(SUPPLIED TEXT):
The net reaction catalyzed by the sulfite oxidase is the transfer of one oxygen atom from water to the sulfite substrate. Coupled with substrate oxidation, two electrons are transferred from sulfite to the molybdenum center of the cofactor molybdopterin. These electrons are subsequently transferred to the heme iron atom in the cytochrome b5 domain in a two-step reaction, from where they are donated to the final electron acceptor cytochrome c [4], [5]. This mechanism firstly proposed by Hille et al. is now widely accepted [6], [7].

(ASSIGNMENT): Carry on the passage about the sulfite oxidase reaction mechanism from its last sentence. The entries have no connection to the passage on sulfite oxidase.

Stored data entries
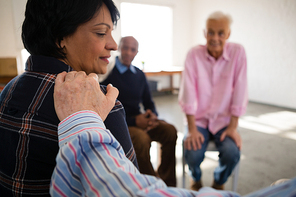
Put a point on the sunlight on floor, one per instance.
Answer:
(278, 123)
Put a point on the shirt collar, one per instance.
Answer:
(39, 63)
(225, 53)
(122, 68)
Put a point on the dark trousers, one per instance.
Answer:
(166, 135)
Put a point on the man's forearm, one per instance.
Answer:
(191, 122)
(233, 122)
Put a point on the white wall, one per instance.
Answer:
(267, 29)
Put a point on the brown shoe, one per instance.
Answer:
(196, 185)
(217, 186)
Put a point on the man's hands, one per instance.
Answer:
(147, 121)
(231, 131)
(194, 138)
(76, 91)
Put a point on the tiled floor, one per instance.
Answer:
(269, 141)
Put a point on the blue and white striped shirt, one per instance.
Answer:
(91, 162)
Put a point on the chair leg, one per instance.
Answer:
(235, 175)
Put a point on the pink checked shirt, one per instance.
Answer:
(214, 90)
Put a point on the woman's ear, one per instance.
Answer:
(61, 44)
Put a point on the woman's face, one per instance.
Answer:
(88, 49)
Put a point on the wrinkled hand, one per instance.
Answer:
(76, 91)
(147, 121)
(233, 134)
(194, 139)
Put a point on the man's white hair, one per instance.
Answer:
(220, 15)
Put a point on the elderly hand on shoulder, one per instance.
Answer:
(76, 91)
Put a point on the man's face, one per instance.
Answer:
(128, 49)
(217, 33)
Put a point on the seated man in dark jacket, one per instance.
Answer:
(143, 127)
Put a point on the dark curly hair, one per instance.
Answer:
(47, 22)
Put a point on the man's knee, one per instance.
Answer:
(139, 136)
(171, 132)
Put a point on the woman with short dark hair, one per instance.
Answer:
(61, 35)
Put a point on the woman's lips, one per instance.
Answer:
(105, 59)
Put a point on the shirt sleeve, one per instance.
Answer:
(240, 87)
(188, 87)
(91, 162)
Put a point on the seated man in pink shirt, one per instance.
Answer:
(213, 95)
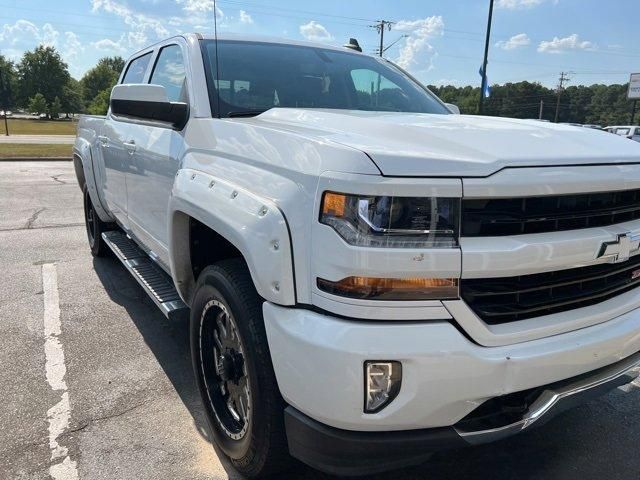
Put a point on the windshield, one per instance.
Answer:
(254, 77)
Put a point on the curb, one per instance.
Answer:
(36, 159)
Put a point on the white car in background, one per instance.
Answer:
(632, 132)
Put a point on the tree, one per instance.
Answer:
(7, 84)
(101, 77)
(41, 71)
(55, 108)
(37, 104)
(72, 101)
(100, 103)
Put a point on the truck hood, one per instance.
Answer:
(419, 145)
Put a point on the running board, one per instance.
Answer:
(150, 276)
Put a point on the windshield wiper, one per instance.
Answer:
(245, 113)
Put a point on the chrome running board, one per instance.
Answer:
(150, 276)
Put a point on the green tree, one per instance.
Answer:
(55, 108)
(41, 71)
(100, 103)
(7, 84)
(72, 101)
(101, 77)
(37, 104)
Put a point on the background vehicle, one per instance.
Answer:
(365, 285)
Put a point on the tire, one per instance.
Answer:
(234, 373)
(95, 227)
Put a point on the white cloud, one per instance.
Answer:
(49, 35)
(520, 4)
(195, 9)
(416, 47)
(72, 46)
(315, 32)
(245, 17)
(197, 5)
(561, 45)
(137, 21)
(517, 41)
(19, 33)
(108, 45)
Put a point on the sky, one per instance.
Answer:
(439, 41)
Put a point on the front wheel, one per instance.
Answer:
(233, 370)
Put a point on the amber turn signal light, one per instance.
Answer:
(333, 204)
(369, 288)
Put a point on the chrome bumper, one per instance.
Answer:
(561, 396)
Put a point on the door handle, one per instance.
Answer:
(130, 146)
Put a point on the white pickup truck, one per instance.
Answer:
(369, 277)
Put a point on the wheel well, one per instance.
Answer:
(207, 247)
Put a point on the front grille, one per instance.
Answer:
(503, 300)
(516, 216)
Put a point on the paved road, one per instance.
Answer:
(131, 410)
(39, 139)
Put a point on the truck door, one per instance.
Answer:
(156, 159)
(116, 149)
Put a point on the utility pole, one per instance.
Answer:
(391, 44)
(380, 25)
(484, 62)
(541, 109)
(4, 100)
(564, 77)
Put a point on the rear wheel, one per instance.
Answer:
(95, 227)
(233, 370)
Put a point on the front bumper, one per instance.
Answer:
(318, 361)
(344, 452)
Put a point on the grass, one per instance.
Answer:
(18, 150)
(18, 126)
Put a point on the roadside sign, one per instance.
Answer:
(634, 87)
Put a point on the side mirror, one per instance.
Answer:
(453, 108)
(148, 102)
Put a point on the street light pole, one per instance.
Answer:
(486, 55)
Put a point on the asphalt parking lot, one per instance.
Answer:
(97, 383)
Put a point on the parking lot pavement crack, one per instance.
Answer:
(111, 416)
(43, 227)
(56, 179)
(33, 218)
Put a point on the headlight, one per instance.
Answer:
(396, 222)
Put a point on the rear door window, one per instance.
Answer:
(136, 69)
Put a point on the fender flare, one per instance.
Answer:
(83, 164)
(253, 224)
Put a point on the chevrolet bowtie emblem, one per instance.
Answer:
(621, 249)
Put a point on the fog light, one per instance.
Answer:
(383, 380)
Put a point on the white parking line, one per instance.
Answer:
(62, 467)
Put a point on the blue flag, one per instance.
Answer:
(487, 87)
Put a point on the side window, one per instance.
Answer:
(136, 69)
(170, 73)
(376, 92)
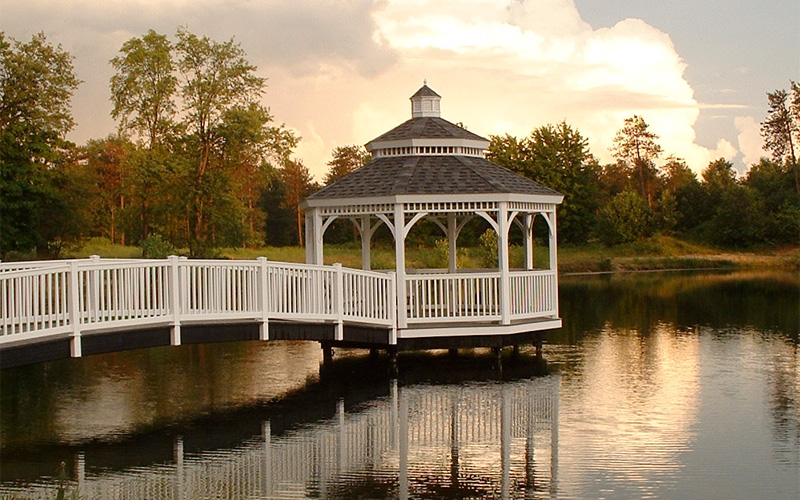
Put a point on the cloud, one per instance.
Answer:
(339, 72)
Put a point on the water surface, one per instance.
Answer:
(660, 385)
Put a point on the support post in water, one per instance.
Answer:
(327, 352)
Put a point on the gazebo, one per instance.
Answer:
(430, 168)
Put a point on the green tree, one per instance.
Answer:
(626, 218)
(143, 88)
(36, 85)
(218, 83)
(636, 146)
(107, 160)
(558, 157)
(781, 128)
(773, 184)
(143, 91)
(298, 184)
(345, 160)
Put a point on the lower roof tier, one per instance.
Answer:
(430, 175)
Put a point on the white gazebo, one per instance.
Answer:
(430, 168)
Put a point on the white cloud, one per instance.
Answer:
(340, 72)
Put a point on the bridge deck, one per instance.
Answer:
(50, 310)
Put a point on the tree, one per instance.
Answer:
(107, 159)
(773, 185)
(36, 85)
(143, 88)
(298, 184)
(218, 84)
(626, 218)
(345, 159)
(719, 176)
(635, 145)
(781, 128)
(558, 157)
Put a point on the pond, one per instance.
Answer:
(659, 385)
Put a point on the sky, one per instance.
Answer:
(341, 72)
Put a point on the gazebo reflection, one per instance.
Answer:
(486, 438)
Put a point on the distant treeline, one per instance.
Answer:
(197, 163)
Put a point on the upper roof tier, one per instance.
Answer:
(427, 133)
(427, 157)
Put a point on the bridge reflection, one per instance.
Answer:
(350, 435)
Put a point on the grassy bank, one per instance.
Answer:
(657, 253)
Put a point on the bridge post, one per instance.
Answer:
(338, 298)
(174, 301)
(74, 310)
(263, 328)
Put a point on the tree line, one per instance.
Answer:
(197, 162)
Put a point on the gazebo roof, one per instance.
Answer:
(430, 156)
(428, 127)
(430, 175)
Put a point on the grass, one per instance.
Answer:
(658, 252)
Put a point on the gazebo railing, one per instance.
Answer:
(437, 298)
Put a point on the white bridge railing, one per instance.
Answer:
(50, 298)
(46, 299)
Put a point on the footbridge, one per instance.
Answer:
(53, 309)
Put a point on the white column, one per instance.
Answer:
(174, 301)
(403, 449)
(452, 237)
(553, 250)
(264, 298)
(366, 237)
(400, 263)
(75, 314)
(502, 254)
(177, 450)
(266, 432)
(309, 222)
(318, 238)
(505, 443)
(527, 239)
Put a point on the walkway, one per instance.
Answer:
(98, 305)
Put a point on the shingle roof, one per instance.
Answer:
(427, 128)
(430, 175)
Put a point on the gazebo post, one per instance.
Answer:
(527, 240)
(452, 237)
(309, 223)
(366, 237)
(502, 254)
(400, 263)
(553, 242)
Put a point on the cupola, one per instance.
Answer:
(425, 103)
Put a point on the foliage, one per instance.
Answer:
(196, 177)
(143, 88)
(36, 85)
(156, 247)
(635, 146)
(488, 249)
(781, 128)
(345, 160)
(626, 218)
(557, 157)
(298, 183)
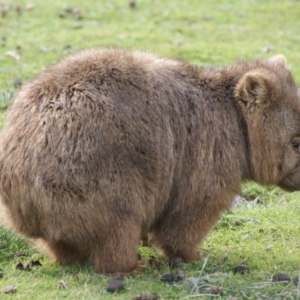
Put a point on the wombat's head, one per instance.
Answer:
(269, 100)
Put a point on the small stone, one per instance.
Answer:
(20, 266)
(17, 82)
(281, 277)
(77, 14)
(151, 296)
(168, 278)
(241, 269)
(154, 262)
(77, 26)
(176, 262)
(215, 290)
(68, 10)
(67, 47)
(30, 6)
(180, 275)
(61, 285)
(10, 289)
(132, 3)
(115, 285)
(35, 263)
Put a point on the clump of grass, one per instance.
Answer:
(6, 97)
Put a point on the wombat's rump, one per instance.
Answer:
(108, 145)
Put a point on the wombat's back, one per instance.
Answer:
(80, 134)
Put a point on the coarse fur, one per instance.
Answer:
(108, 146)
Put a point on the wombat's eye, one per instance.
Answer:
(296, 145)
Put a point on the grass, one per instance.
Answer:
(264, 233)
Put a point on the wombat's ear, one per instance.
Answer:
(252, 90)
(278, 60)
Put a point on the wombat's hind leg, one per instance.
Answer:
(117, 254)
(67, 254)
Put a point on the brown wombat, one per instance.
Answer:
(107, 146)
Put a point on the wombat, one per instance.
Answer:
(108, 145)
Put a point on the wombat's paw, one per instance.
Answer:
(136, 271)
(189, 256)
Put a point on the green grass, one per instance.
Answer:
(264, 234)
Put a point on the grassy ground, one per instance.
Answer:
(264, 234)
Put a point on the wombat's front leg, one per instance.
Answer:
(180, 236)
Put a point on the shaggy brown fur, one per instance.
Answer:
(107, 146)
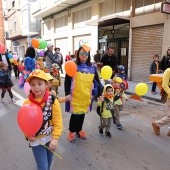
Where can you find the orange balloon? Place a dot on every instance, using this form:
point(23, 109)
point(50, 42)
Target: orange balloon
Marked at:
point(71, 68)
point(35, 43)
point(2, 48)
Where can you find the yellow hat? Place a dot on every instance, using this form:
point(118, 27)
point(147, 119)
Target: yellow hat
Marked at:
point(117, 79)
point(38, 74)
point(86, 48)
point(40, 58)
point(49, 76)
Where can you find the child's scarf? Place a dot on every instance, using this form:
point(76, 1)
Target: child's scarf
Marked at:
point(44, 99)
point(54, 73)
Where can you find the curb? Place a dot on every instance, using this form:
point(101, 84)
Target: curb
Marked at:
point(146, 97)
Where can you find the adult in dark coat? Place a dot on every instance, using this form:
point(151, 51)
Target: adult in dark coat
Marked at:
point(4, 58)
point(110, 59)
point(97, 57)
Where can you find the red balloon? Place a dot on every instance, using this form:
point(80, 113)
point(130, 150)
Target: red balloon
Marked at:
point(2, 48)
point(71, 68)
point(30, 119)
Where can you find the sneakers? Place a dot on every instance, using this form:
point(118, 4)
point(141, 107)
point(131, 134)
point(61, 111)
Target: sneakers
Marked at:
point(2, 100)
point(13, 100)
point(100, 130)
point(153, 92)
point(119, 126)
point(71, 137)
point(156, 128)
point(108, 134)
point(81, 135)
point(114, 120)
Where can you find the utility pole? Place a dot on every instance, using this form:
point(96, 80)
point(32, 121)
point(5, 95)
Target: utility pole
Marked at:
point(2, 40)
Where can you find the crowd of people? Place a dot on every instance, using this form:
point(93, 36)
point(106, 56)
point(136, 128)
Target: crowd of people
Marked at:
point(81, 91)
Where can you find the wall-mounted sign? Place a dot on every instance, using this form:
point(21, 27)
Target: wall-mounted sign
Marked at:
point(165, 7)
point(15, 43)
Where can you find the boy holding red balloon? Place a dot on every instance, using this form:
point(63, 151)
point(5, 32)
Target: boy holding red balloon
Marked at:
point(82, 85)
point(50, 129)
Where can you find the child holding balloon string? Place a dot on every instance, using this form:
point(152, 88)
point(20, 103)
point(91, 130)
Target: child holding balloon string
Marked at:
point(50, 131)
point(82, 84)
point(118, 104)
point(52, 92)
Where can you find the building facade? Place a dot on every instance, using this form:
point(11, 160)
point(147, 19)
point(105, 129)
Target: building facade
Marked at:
point(21, 26)
point(135, 28)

(TASK ANSWER):
7. Structural insights into the physiopathology of the newly identified mutations
The heme iron atom in sulfite oxidase that transiently accepts electrons during the oxidation-reduction reaction is octahedrally coordinated by the nitrogen atoms of two histidines of sulfite oxidase protein at positions 61 and 86 and by the four pyrrole nitrogen atoms of the heme group deeply buried into the cavity of the cytochrome b5 domain [2]. Interestingly, histidines 61 and 86 are strictly conserved iron-binding residues present in sulfite oxidase of various mammals and non-mammals species (Fig. 3) as well as in cytochrome b5 of human, bovine, rat chicken and yeast [8]. By substituting the critical histidine 61 residue by a tyrosine, the novel mutation we identified could affect the proper coordination of the heme iron atom and thus impair the molybdenum-heme intramolecular electron transfer coupled to the activity of sulfite oxidase enzyme.
Fig. 3.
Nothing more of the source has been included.